§ Set task: Write the records out again, keeping each line exactly as it is.

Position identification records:
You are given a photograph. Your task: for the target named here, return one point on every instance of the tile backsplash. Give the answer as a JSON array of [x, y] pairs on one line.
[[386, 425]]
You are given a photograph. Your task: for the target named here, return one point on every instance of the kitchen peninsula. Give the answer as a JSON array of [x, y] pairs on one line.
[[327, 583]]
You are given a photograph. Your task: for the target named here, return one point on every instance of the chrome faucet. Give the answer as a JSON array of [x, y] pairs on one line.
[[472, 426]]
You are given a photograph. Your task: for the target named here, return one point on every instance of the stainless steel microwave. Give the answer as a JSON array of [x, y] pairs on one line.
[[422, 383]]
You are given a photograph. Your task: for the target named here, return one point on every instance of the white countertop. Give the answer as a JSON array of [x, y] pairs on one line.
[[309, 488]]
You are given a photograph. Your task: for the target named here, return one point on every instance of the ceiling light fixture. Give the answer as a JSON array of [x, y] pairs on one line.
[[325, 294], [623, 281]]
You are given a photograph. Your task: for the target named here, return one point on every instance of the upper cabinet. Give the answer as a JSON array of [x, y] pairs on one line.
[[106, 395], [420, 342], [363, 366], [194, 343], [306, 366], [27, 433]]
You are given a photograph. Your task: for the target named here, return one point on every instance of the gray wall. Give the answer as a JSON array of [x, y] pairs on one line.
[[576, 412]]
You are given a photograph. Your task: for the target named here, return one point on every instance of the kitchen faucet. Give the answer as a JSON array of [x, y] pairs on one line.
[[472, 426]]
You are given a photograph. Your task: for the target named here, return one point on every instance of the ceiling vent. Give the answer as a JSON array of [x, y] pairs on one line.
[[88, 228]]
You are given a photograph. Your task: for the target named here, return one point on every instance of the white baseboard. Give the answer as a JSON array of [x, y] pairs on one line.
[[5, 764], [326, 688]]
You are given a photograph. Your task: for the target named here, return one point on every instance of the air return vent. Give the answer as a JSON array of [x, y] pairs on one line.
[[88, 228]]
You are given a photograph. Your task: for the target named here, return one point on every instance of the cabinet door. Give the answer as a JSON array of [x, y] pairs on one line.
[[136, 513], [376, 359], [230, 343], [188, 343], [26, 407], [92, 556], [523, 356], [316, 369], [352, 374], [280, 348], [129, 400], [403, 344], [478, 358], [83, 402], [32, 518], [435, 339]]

§ Output of the exercise:
You are given a photograph. Your task: for the target named here, return one point on every instance of the tile backsplash. Give the answer as a JSON array of [x, y] pairs on one line.
[[386, 425]]
You are given a photograph. Your task: for the target named here, return one point on every instance of the kitchen peninsula. Give the answer as a JSON array of [x, y] pairs on one line.
[[327, 583]]
You are given a photograph. Your task: for the target named here, return one point on every instance of the chrome faucet. Give the answer as a JSON array of [x, y] pairs on one line.
[[472, 426]]
You are given a photograph. Your task: for the target named here, return one point on every instance of the stainless steel microwave. Give the answer as a JSON array of [x, y] pairs on one line.
[[422, 383]]
You are given a photograph. Your task: for the target named here, return one point on every instance of the white countertop. Give the answer as a JSON array of [x, y] pairs on one line.
[[309, 488]]
You are given a photograph. Your task: for the target named here, return one point on every instance of the ceiling light fixture. Give the answer as a JSON array of [x, y] pairs on one line.
[[325, 294], [623, 281]]
You are given a photograph. Your task: for the target named here, return one point on every instance of the upper cabinet. Give the answer as a JSON array of [x, y] pairs on one line.
[[106, 395], [420, 342], [363, 366], [194, 343], [306, 366], [27, 433]]
You are given a photograph. Your task: for the target named here, return one point on every instance of the gray wall. Give the answer as a JSON array of [x, y] pairs on one line.
[[576, 412]]
You are given a photograph. Your task: for the target named here, return one point on every instance of the kitchen faucet. Give the answer as a JSON array of [x, y] pairs on one line.
[[472, 426]]
You are given a photograph. Your task: for the target named here, return one point on every instance of the ceiling vent. Give the answer as a JSON array of [x, y] pairs on one line.
[[88, 228]]
You are given a photograph. Your task: for the target named here, return one point on every instance of the white baseboard. Give the answer as a JSON array of [x, y] pairs on one line.
[[5, 764], [326, 688]]
You are given a photograph. Your task: for the target named here, return one point on every instance of the air return vent. Give the answer as a JSON array of [x, y] pairs on one line.
[[88, 228]]
You are given a photograph. Your task: for the target named here, return one point on every instance of the cabinet door. Give the answer as a JSON array of [x, y] pairs on one line.
[[136, 513], [376, 359], [230, 343], [188, 343], [26, 407], [92, 556], [523, 356], [316, 369], [352, 374], [280, 348], [129, 400], [403, 344], [478, 358], [83, 402], [32, 518], [435, 339]]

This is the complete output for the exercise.